Start of TASK INPUT

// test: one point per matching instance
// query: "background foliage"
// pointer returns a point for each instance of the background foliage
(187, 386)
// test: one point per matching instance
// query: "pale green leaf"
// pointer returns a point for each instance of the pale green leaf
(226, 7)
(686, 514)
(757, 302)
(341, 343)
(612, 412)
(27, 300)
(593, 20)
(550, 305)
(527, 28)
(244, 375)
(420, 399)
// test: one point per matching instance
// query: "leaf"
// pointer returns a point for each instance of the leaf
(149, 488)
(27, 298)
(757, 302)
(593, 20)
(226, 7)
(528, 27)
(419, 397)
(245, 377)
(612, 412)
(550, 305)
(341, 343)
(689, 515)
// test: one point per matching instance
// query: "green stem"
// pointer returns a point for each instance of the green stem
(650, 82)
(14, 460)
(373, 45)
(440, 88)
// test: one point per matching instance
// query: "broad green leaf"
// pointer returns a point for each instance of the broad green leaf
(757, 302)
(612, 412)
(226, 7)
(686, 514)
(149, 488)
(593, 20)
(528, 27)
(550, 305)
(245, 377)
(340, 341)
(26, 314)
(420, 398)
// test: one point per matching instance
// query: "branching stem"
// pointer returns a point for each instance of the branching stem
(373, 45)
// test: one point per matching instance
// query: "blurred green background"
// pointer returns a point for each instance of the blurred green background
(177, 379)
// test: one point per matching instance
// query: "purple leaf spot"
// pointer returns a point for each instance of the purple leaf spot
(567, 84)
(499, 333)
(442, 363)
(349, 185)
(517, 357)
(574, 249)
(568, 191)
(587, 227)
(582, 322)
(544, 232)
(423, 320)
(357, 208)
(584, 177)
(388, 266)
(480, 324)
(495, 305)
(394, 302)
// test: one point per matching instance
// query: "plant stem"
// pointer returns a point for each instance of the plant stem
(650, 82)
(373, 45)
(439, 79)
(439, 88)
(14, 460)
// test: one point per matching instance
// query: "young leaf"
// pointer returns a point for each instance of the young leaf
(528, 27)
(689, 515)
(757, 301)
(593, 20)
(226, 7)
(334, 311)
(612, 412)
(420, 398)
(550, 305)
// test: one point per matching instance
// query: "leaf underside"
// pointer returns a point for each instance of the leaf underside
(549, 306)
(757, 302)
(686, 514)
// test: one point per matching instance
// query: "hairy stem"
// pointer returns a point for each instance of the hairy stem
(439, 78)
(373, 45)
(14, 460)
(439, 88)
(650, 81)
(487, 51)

End of TASK INPUT

#### [YOUR TASK]
The answer must be an exact reproduction of all the records.

#### [SOLVED EXERCISE]
// test: one point per matching instance
// query: "background foliage"
// pointer returns a point for each instance of the background foliage
(187, 386)
// test: one point per matching instance
// query: "pale green leaf"
// pointer returns a point for each instance of the pale green leaf
(226, 7)
(686, 514)
(757, 302)
(341, 343)
(612, 412)
(27, 300)
(593, 20)
(550, 305)
(527, 28)
(244, 375)
(420, 399)
// test: one point per matching instance
// query: "leaf"
// pointer returns a point for each instance of the leaf
(149, 488)
(27, 298)
(757, 302)
(593, 20)
(226, 7)
(528, 27)
(419, 397)
(245, 377)
(612, 412)
(550, 305)
(341, 343)
(689, 515)
// test: one point per matching instance
// query: "green stem"
// pointer returns a point for each instance of the green stem
(650, 82)
(14, 460)
(373, 45)
(440, 88)
// test: one point per matching instance
// query: "broad green leaf"
// pointer returns a point for each instance of the broad green leaf
(757, 302)
(612, 412)
(226, 7)
(686, 514)
(149, 488)
(593, 20)
(528, 27)
(550, 305)
(245, 377)
(340, 341)
(26, 314)
(420, 398)
// test: one point per matching instance
// query: "branching stem"
// pointer returns a point for each instance of the branching stem
(373, 45)
// test: one point per matching instance
// query: "blurred green background"
// pointer returns a point for each instance of the blurred green background
(177, 379)
// test: one point per matching instance
// query: "purple leaf spot"
// pointer returns a point for each instance of the purple leaf spot
(567, 84)
(499, 333)
(442, 363)
(349, 185)
(517, 357)
(574, 249)
(568, 191)
(587, 227)
(582, 322)
(544, 232)
(423, 320)
(357, 208)
(584, 177)
(388, 266)
(480, 324)
(495, 305)
(394, 302)
// test: one point per matching instance
// query: "plant stem"
// pointer returns a point for each instance of the plant stem
(650, 82)
(373, 45)
(439, 79)
(439, 88)
(14, 460)
// test: one point per matching instance
// query: "young leaf"
// pointer returns a point for each instance of the young leaf
(528, 27)
(689, 515)
(757, 301)
(593, 20)
(226, 7)
(334, 311)
(612, 412)
(420, 398)
(550, 305)
// test: one point per matching instance
// query: "leaf underside"
// pointer returns a point for each instance of the leaf underside
(549, 306)
(757, 302)
(686, 514)
// test: one point per matching instance
// query: "hairy stem"
// pointer returns a point for each instance of the hairy stem
(439, 78)
(373, 45)
(14, 460)
(439, 88)
(650, 81)
(487, 51)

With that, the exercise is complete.